WHAT YOU SHOULD DO:
Please write out the material again, starting with the line with "Target: small dome" and going on through the end, with "small dome" swapped for "little dome" and nothing else changed.

SUPPLIED DATA:
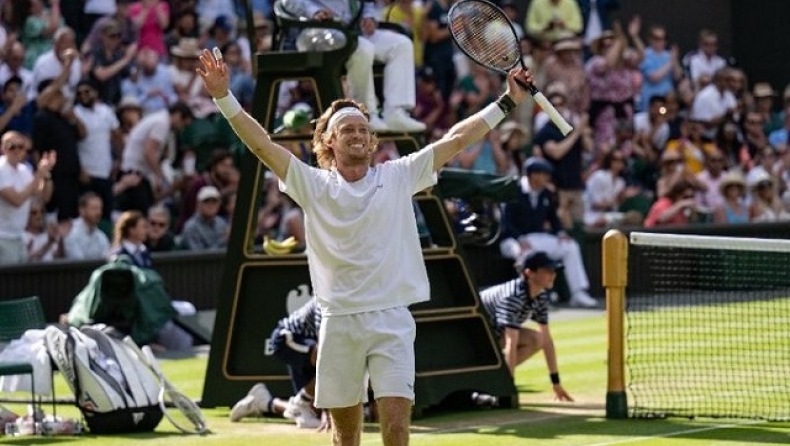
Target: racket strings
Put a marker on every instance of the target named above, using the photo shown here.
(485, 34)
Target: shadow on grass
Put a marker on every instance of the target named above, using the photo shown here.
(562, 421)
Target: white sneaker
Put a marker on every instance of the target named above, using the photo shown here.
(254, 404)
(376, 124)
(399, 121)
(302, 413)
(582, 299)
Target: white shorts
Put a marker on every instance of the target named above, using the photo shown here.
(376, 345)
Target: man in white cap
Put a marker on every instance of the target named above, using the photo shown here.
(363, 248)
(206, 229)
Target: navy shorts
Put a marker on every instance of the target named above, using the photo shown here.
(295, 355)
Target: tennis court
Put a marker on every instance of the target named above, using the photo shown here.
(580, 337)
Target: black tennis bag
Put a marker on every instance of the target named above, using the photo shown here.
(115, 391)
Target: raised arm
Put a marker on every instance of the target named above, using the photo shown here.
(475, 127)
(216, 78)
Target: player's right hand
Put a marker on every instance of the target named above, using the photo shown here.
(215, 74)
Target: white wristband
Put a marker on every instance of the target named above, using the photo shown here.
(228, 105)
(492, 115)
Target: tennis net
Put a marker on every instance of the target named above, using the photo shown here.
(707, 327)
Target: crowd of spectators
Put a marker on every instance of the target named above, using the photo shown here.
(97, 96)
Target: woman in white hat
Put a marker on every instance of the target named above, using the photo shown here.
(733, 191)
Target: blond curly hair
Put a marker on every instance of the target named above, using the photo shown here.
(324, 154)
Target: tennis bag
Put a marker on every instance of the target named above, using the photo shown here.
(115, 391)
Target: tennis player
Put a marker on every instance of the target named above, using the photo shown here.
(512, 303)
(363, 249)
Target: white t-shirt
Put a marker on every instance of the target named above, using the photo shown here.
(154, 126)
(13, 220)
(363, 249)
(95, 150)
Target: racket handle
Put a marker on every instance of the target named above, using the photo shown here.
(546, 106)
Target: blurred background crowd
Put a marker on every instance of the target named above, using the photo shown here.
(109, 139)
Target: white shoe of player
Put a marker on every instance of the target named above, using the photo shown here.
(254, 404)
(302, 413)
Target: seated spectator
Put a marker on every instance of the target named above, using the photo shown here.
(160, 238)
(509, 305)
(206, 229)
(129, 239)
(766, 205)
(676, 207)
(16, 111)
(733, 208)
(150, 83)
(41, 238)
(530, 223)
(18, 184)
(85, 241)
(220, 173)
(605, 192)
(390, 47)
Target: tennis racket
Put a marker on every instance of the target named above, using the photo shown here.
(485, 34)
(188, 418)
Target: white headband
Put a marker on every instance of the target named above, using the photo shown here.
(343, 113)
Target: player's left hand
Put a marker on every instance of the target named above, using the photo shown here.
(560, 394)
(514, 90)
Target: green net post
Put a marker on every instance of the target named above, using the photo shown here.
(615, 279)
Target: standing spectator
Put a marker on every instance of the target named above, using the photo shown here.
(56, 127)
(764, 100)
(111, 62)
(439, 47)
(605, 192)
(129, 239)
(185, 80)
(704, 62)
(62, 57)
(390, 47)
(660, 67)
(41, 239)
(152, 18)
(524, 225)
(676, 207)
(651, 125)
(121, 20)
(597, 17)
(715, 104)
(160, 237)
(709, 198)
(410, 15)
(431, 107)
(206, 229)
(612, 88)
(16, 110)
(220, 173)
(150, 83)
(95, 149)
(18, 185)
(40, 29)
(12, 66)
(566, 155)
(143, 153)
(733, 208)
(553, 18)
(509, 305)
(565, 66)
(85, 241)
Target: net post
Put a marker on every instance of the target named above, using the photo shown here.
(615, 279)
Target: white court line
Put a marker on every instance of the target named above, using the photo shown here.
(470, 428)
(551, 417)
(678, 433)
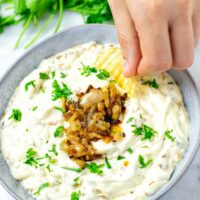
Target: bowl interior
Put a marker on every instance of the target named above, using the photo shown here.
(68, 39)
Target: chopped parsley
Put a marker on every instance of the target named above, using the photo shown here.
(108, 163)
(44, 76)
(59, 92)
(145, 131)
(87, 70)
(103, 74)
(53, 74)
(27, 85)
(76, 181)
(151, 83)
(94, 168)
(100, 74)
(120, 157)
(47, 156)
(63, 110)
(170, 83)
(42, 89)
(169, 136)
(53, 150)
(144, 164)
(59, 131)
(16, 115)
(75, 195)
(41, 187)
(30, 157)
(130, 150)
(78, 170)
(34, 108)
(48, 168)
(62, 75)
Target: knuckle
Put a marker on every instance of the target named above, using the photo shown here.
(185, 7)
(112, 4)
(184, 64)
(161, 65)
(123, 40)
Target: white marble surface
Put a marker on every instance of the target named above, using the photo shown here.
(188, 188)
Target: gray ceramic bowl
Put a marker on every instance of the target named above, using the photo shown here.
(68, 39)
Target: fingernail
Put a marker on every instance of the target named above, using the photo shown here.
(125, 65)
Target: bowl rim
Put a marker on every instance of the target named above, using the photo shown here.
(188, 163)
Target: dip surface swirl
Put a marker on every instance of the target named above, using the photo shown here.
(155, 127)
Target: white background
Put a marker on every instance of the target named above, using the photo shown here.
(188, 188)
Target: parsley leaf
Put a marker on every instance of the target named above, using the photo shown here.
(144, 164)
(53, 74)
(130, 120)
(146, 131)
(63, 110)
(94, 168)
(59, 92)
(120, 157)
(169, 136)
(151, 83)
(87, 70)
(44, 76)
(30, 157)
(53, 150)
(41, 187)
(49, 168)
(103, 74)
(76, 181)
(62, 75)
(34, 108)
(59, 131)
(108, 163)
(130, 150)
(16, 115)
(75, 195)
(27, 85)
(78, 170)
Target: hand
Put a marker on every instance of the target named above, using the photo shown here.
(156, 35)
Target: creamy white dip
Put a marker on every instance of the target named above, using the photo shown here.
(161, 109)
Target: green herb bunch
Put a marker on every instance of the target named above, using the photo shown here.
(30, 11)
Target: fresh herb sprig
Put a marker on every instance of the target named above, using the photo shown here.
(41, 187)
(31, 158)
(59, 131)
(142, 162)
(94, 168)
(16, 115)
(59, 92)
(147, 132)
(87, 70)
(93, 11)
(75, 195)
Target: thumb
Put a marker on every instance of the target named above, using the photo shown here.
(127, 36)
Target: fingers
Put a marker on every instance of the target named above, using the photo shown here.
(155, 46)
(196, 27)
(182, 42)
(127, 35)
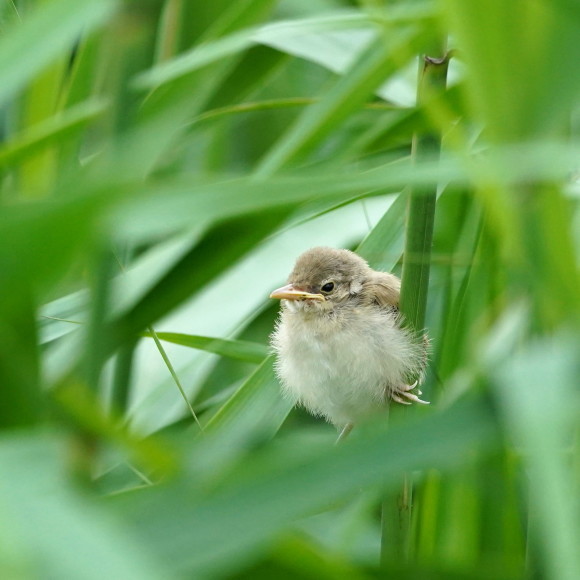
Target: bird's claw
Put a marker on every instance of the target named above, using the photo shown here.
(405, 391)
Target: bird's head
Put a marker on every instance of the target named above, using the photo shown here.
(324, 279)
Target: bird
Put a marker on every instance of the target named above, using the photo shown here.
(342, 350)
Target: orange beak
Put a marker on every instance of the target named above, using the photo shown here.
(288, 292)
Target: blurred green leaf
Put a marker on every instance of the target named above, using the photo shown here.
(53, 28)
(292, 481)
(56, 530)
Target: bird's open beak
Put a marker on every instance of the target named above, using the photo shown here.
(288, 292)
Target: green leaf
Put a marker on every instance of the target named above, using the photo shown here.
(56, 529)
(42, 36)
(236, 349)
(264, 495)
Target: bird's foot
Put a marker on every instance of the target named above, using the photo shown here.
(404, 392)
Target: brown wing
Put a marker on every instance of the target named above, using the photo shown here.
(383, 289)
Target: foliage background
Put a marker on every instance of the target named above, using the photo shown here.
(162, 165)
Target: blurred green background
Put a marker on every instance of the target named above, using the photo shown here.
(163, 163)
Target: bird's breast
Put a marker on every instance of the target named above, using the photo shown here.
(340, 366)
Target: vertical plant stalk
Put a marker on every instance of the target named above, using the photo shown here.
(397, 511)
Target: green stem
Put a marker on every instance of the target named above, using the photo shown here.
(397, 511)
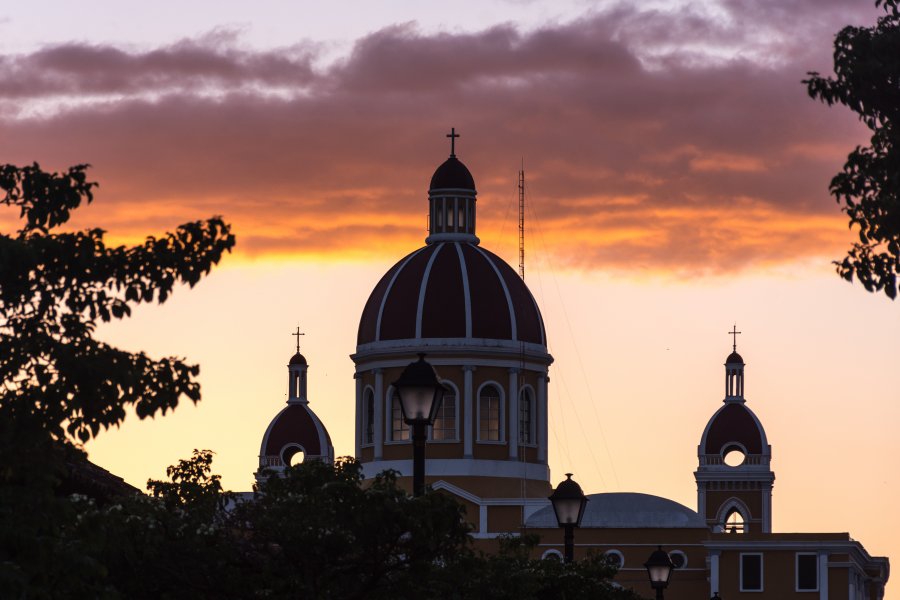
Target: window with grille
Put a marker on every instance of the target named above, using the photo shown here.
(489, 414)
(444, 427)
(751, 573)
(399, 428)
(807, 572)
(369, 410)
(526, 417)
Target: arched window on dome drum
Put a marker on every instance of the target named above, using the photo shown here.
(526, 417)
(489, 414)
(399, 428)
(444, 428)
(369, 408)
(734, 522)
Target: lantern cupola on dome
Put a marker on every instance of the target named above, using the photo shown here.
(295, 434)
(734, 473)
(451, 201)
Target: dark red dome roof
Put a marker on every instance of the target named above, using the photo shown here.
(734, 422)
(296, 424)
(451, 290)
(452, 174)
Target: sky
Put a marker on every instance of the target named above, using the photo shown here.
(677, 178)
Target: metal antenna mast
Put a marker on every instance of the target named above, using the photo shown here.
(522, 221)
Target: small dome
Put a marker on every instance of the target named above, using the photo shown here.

PROBLEM SOLUTION:
Target: little dome
Put a marker on every instance of the target named above, using the photo shown here.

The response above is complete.